▶ Exercise:
Only lines holding the word "white" are wanted. Copy them from the listing below.

▶ Recorded information:
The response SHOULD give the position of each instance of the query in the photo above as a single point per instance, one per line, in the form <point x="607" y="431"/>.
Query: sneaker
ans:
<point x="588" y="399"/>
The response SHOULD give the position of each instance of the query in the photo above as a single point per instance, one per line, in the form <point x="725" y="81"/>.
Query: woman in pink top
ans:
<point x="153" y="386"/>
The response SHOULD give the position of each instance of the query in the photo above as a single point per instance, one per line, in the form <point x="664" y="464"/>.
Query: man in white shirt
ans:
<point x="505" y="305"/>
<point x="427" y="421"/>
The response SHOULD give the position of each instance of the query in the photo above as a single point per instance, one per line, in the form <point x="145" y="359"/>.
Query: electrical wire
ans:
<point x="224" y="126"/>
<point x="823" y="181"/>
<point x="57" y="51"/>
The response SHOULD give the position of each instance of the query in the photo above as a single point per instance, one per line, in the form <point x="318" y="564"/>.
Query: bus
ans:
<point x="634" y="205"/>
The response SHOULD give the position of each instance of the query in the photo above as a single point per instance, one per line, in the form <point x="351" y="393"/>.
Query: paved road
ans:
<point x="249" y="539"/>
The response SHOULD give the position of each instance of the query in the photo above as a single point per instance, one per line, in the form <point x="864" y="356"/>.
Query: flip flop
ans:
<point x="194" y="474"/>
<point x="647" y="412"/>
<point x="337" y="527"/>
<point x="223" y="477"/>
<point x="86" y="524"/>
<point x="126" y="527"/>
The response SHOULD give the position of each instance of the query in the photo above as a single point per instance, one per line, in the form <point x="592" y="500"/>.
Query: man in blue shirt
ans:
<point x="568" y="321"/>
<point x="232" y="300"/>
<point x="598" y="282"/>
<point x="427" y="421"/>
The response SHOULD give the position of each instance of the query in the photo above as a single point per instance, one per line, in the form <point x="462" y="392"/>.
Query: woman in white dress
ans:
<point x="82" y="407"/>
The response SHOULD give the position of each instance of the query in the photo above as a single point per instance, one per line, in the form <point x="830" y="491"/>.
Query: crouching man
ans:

▶ Your response:
Query: man in white shirt
Query: woman in white dress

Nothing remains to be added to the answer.